▶ _EXERCISE REQUIREMENTS_
Rewrite only the lines starting at the one that contains "the dark hair." and stopping after the one that contains "[(256, 156)]", with every "seated musician" changed to "seated player" and nothing else altered.

▶ _GIVEN DATA_
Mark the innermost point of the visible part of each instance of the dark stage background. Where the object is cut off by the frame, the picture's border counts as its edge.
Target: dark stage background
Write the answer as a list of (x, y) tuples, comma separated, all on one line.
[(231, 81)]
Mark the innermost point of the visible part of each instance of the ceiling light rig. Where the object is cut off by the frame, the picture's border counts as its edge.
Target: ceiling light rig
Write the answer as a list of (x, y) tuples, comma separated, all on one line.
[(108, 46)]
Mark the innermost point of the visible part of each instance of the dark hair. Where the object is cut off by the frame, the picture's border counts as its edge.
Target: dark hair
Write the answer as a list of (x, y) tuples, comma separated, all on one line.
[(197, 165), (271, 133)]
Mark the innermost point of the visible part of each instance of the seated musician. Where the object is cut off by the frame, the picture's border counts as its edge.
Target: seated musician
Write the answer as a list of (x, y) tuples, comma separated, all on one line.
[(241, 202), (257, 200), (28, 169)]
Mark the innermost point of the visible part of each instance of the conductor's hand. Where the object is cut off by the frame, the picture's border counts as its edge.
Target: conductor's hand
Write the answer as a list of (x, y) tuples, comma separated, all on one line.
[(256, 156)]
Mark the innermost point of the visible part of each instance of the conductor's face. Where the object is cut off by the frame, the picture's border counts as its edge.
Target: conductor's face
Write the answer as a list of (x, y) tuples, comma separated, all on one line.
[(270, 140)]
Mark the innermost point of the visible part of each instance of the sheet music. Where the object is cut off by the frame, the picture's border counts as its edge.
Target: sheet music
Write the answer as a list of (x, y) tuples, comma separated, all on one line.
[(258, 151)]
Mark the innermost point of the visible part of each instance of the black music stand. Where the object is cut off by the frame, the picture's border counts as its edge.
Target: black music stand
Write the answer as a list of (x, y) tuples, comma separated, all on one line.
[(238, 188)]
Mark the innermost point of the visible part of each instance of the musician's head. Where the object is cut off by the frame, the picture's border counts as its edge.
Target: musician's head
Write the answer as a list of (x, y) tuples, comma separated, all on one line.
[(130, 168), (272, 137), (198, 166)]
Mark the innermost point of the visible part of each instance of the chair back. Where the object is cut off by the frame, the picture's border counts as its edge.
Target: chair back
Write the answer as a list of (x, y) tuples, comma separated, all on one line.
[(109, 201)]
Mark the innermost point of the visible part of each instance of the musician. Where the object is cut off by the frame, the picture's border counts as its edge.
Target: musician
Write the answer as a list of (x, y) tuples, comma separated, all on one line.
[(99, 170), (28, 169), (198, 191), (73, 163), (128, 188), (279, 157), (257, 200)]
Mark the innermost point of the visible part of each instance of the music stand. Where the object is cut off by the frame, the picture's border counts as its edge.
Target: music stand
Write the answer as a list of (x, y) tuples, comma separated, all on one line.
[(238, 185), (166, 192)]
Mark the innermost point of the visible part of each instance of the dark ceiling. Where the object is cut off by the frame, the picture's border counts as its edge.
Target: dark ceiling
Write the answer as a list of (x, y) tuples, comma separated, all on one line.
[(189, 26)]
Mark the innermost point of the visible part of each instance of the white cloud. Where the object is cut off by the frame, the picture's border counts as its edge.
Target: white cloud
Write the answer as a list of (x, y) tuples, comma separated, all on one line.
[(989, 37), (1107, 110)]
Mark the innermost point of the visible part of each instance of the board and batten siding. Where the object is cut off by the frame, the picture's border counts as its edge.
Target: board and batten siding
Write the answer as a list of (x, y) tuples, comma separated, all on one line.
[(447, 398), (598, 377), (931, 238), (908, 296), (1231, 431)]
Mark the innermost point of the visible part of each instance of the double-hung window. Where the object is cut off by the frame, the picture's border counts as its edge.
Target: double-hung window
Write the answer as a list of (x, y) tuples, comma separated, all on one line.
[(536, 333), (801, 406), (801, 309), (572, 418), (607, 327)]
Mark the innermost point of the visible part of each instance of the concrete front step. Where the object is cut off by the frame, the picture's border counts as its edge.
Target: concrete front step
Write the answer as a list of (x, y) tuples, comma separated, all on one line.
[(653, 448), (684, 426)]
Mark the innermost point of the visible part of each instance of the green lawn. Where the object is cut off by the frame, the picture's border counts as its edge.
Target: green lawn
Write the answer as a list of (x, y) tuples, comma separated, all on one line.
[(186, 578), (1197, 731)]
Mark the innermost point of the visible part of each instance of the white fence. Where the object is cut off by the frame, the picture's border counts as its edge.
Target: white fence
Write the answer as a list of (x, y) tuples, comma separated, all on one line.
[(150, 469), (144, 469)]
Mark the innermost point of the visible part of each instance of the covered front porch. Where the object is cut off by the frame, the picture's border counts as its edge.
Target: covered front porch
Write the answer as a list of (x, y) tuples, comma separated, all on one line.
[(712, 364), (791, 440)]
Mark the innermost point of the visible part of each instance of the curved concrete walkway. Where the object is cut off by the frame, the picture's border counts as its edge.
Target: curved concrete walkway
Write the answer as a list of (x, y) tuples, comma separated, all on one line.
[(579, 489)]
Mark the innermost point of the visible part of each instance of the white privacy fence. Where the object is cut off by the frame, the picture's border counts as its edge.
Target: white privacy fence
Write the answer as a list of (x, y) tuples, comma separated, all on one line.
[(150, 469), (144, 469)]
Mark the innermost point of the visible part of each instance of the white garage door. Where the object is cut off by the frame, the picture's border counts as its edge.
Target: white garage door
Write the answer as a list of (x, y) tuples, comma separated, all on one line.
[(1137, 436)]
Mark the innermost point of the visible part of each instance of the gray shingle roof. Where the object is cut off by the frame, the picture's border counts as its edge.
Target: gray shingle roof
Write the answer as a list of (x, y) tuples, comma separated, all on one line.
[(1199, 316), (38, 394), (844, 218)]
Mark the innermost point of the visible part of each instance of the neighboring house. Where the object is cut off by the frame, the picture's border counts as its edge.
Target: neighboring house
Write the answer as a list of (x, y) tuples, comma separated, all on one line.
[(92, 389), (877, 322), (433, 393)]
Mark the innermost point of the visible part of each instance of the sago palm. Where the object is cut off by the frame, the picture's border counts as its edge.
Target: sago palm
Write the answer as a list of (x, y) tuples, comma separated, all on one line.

▶ _COMPLETED EXERCISE_
Mark the innermost point of the visible part of each instance of the dark hair. Where the object is cut off by the frame, the picture's border counts as its edge.
Target: dark hair
Write the answer as a list of (x, y) tuples, comma separated, all on one line.
[(197, 165), (271, 133)]
Mark the innermost point of the visible part of each instance of the seated player. Where the object is cut off by the frame, the picture's border counts as its edge.
Target: seated player
Write the answer as a list of (x, y) tuples, comma separated, all on one line.
[(241, 202), (257, 200), (28, 169)]
Mark the innermost point of the visible part of each instance of the conductor's hand. Where the object is cut off by the frame, the picture's border counts as its edge.
Target: conductor's hand
Write the answer as a list of (x, y) tuples, comma separated, all on one line.
[(256, 156)]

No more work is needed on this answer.